What to produce>
Each line below should be quoted exactly, please.

(Dataset records)
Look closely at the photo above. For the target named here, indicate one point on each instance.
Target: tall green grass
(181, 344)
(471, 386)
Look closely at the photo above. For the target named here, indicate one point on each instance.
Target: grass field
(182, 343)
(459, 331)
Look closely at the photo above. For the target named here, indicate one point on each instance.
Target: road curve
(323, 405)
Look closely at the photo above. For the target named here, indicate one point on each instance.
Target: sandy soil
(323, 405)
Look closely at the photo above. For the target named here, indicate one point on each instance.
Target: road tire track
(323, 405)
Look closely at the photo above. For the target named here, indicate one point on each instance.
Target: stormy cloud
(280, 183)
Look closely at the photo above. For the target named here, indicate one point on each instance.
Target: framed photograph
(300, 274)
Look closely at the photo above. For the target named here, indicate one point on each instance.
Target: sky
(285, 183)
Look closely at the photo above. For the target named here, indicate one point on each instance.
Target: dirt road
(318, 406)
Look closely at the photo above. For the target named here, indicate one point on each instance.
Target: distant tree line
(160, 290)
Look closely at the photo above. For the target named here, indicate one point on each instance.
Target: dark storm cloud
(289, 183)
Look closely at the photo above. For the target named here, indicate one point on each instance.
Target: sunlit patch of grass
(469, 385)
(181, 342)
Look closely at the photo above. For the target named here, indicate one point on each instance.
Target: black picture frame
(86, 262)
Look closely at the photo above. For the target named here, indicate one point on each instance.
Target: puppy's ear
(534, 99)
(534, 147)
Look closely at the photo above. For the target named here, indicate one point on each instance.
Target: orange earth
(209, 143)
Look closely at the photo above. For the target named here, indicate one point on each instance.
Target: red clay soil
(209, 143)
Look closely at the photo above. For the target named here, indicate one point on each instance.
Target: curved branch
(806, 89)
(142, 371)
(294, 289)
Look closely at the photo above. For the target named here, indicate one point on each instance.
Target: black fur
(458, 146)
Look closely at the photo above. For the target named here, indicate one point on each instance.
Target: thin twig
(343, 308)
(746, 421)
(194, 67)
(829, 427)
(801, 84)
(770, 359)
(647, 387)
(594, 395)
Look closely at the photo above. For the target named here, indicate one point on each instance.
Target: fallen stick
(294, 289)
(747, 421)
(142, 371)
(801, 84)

Completed task>
Look closely at the photo above. For the target named here, indicate one point on each instance.
Target: tall green grass
(181, 344)
(471, 386)
Look closely at the photo above. For the target named here, indicate one point on each instance.
Target: grass field
(182, 343)
(459, 331)
Look closely at the photo above. For the target named here, indicate one point on each instance.
Target: road curve
(323, 405)
Look closely at the photo above. For the target named here, indicate one point on each instance.
Target: sandy soil
(323, 405)
Look closely at the photo above. For the target named here, indicate one point on each instance.
Target: road tire track
(323, 405)
Look closely at the photo above. For the target named here, indicate one point on each instance.
Target: stormy cloud
(280, 183)
Look closely at the photo above. For the target named here, indicate one point on each instance.
Target: framed photograph
(300, 274)
Look closely at the photo above. For the target named here, indicate one point on each instance.
Target: sky
(285, 183)
Look closely at the photo above. For the target named here, indicate one point on each instance.
Target: dirt road
(318, 406)
Look closely at the photo above. For the target named here, indicate one point on each instance.
Target: distant tree line
(160, 290)
Look closely at the photo above. For the target named here, indicate one point on each instance.
Target: dark storm cloud
(289, 183)
Look closely at the photo above. For the target named here, indicate one point on each instance.
Target: sunlit patch of grass
(469, 385)
(181, 342)
Look closely at the photo above. For the target named here, indicate one point on each instance.
Target: black picture frame
(86, 262)
Look closely at the photo above. For the target named here, indicate one point on each instance.
Target: puppy's ear
(534, 99)
(534, 147)
Look closely at the photo above. For the target named here, indicate one point on each instance.
Target: orange earth
(209, 143)
Look closely at the photo above. For the target named here, indicate one point on each instance.
Target: red clay soil
(209, 143)
Look closely at the photo above. For the target named here, indicate one point on each instance.
Target: curved branch
(806, 89)
(142, 371)
(294, 289)
Look closely at the photo above. For the target named here, indicate one point on each instance.
Target: black fur
(458, 146)
Look closely at the photo above. For the target named here, indicate one point on each instance.
Target: thin twig
(343, 308)
(746, 421)
(194, 67)
(829, 427)
(801, 84)
(770, 359)
(647, 387)
(594, 395)
Look closely at the photo above. For the target named here, indicate one point on each instance.
Target: fallen stick
(294, 289)
(747, 421)
(142, 371)
(801, 84)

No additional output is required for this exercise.